**Document section**:
----
Thursday, 5 Feb 2025
 
Amanda Bell and Simpson family dinner
At KARLA, Yagan Square, Perth
 
Part of the annual Judy Wheeler commission, where an artist is commissioned to create a new site specific work in the stairwell area at PICA.
 
Badimia Yamatji and Yued Noongar artist Amanda Bell first started making art in 2017 while working as a full-time carer for her elderly mother. During this time of intense isolation, art became an important outlet and avenue for her to explore and connect with her cultural and familial heritage. Bell has since developed an expansive, experimental practice rooted in her interests in language and its enduring powers, and in exploring new ways of telling stories – through poetry, written word and imagery, together with sculpture, sound and installation.  

Bell’s new commission F = m•a (five ways to make a rainbow) is the third Judy Wheeler Commission, an annual series of site-specific works that respond to the history and site of PICA. Using sunlight, sound and language, Bell’s work for PICA addresses the building’s history, acknowledging its construction on unceded land, a moment marked by colonial dispossession and violence. As Bell says, ‘In some of that story there is darkness. I will use light and sound to allow visitors to sit in discomfort. To see, feel and listen to voices and stories that linger with us today.’ 

On display throughout 2025, Bell’s installation channels and directs the sun’s light through the windows of PICA’s stairwell deep into the building’s recesses. The shifting interplay of light, sound and language with the architecture creates a captivating yet unsettling atmosphere, urging visitors to engage with their surroundings and reflect on the layered histories of the spaces we inhabit – what Bell calls ‘the very collision of building and boodja.’

Amanda Bell is a Badamia Yamatji and Yued Noongar artist woman living and working on Wardandi land in Goomburrup. Working with mediums such as video, sound, textiles, sculpture and installation, Bell’s wide-ranging practice is dedicated to ‘… trying new ways of telling stories that are sometimes uncomfortable and painful, sometimes fun and frivolous.’ Recent exhibitions include N’yettin-ngal Wagur – Yeye Wongie (Ancestors breath – Today talk), John Curtain Gallery, Perth (2024), South West Art Now 2024 (SWAN): A New Constellation, Bunbury Regional Art Gallery, Bunbury (2024), Emergencies (Open Borders), The Creative Corner and the Holmes à Court Gallery @ Vasse Felix (2023), KANANGOOR/Shimmer, Lawrence Wilson Art Gallery (2023), 2021 Revealed Exhibition, Fremantle Arts Centre, Fremantle (2021). In 2022, Bell was a finalist in the John Stringer Art Prize. Bell’s works are included in the State Art Collection, Art Gallery of Western Australia and City of Fremantle Art Collection.
----
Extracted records
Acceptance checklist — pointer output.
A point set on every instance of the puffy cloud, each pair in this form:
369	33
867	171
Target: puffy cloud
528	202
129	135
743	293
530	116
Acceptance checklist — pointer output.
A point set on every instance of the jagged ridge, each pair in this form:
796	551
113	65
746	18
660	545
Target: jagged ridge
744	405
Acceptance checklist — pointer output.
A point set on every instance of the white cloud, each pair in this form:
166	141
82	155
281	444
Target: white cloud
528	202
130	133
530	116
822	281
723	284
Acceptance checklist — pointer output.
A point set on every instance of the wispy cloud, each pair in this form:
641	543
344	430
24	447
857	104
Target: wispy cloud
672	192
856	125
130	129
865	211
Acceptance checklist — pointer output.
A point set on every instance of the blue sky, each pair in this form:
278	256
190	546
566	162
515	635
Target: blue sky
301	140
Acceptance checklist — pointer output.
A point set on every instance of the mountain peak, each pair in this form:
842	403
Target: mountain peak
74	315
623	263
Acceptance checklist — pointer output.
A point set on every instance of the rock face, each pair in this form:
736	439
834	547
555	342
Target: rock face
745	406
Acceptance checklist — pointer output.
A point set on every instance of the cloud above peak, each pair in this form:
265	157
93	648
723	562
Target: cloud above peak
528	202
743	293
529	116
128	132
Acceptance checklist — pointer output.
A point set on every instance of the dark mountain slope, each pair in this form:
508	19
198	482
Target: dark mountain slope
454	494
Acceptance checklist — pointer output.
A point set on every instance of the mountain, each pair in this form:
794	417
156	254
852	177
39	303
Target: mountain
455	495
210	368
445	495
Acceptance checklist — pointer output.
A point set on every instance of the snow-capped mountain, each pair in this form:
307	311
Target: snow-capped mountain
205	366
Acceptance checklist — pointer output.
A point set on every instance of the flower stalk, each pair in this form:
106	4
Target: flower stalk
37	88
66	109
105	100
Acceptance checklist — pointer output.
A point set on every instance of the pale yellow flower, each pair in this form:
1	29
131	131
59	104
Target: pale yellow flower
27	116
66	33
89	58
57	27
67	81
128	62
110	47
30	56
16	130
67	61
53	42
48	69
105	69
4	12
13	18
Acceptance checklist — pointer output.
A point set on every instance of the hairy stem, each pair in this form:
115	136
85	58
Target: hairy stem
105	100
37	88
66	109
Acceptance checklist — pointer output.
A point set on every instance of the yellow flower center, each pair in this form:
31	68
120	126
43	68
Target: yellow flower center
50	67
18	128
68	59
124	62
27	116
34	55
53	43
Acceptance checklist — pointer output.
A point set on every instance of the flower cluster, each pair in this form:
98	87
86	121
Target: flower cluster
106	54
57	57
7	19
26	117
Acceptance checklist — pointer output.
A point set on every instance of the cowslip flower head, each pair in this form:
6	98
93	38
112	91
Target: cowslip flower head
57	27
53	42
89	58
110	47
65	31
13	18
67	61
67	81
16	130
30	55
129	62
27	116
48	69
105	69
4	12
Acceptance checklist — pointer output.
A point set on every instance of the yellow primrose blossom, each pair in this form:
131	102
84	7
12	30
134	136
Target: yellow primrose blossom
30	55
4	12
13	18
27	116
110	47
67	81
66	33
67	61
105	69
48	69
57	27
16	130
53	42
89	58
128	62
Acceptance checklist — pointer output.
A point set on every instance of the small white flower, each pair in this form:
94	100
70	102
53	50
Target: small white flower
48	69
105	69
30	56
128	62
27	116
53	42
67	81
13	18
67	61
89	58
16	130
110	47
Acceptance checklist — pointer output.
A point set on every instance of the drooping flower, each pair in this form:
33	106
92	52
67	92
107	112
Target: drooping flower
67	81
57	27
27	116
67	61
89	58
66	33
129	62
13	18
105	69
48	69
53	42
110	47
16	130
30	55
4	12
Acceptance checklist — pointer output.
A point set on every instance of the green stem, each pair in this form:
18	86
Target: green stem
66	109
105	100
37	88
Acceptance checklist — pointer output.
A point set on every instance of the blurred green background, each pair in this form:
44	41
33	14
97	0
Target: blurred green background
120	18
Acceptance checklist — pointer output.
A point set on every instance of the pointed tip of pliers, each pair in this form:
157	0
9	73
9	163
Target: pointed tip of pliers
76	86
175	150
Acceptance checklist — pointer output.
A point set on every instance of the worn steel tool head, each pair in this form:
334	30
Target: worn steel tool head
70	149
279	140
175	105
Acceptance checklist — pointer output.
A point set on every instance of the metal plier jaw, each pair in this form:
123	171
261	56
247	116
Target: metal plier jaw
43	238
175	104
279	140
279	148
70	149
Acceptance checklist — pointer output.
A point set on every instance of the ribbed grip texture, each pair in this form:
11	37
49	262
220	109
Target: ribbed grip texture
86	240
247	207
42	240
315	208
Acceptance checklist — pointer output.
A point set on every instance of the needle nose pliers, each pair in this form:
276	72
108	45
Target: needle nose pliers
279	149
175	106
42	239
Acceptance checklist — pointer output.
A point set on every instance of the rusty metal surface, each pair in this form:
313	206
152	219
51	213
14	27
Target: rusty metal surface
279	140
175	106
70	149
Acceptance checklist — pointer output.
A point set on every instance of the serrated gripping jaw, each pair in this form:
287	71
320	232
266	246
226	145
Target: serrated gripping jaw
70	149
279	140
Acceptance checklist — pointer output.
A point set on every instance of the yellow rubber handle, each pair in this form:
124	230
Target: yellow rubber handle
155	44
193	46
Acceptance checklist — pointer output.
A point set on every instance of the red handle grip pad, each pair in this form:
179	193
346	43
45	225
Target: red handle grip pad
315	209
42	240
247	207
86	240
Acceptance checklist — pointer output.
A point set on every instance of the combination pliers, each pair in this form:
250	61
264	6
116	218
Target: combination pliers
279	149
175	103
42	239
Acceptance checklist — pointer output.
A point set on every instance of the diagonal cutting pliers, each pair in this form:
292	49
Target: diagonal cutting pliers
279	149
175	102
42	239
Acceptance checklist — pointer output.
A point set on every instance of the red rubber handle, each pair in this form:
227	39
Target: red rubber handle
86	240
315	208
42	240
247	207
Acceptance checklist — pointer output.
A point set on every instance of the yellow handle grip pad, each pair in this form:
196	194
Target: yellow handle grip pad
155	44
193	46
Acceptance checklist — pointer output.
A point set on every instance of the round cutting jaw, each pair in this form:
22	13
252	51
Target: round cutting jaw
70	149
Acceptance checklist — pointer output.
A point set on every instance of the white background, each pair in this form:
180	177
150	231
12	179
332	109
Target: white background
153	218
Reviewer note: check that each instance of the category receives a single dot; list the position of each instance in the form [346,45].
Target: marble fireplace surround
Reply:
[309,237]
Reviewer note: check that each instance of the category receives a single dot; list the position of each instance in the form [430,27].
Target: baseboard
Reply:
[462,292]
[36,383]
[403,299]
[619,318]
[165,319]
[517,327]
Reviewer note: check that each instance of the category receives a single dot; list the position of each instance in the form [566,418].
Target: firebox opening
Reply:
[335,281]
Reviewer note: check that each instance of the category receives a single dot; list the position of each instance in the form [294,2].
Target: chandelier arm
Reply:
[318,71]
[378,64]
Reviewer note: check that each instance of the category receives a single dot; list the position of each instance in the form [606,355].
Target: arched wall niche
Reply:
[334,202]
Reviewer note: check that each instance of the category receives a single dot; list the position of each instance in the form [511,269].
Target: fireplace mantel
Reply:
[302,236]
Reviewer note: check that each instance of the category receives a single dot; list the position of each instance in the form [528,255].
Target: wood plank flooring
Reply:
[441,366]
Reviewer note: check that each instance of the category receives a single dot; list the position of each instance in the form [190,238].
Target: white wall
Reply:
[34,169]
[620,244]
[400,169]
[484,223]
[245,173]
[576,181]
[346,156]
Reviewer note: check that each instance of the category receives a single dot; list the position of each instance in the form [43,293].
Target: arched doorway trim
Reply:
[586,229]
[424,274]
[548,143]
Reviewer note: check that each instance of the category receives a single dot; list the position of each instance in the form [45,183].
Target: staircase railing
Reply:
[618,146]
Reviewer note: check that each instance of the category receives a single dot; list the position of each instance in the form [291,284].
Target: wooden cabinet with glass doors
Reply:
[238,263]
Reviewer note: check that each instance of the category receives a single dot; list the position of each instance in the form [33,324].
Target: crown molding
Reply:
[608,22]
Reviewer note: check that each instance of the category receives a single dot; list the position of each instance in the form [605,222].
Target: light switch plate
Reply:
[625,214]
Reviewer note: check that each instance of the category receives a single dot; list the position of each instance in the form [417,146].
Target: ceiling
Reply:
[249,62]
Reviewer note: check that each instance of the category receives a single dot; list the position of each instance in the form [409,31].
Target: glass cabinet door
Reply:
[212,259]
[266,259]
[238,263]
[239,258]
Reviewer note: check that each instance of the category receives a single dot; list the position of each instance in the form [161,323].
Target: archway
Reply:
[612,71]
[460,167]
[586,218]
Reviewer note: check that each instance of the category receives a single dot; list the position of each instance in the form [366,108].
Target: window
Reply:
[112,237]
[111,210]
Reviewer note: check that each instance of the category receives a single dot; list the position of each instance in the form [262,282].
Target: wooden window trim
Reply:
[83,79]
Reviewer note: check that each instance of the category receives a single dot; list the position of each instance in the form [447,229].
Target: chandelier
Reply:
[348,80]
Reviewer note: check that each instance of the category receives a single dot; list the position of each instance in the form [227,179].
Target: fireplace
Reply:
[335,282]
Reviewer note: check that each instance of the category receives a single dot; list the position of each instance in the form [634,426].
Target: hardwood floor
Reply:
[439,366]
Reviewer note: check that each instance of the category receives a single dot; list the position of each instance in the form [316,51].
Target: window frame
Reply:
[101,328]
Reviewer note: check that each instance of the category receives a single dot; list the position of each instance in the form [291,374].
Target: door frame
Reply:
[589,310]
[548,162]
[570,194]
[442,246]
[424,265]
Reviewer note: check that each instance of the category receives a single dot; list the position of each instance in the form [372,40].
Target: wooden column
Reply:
----
**Required action A**:
Answer these from the Amanda Bell text, one line each:
(i) In what year did Bell first start making art?
(ii) Which number in the Judy Wheeler Commission series is Bell's new work?
(iii) On whose land does Bell live and work?
**Required action B**:
Please echo the part of the Amanda Bell text that opens with the words containing "Thursday, 5 Feb" and closes with "area at PICA.".
These data were taken from a different source.

**Written solution A**:
(i) 2017
(ii) The third
(iii) Wardandi land in Goomburrup

**Written solution B**:
Thursday, 5 Feb 2025
 
Amanda Bell and Simpson family dinner
At KARLA, Yagan Square, Perth
 
Part of the annual Judy Wheeler commission, where an artist is commissioned to create a new site specific work in the stairwell area at PICA.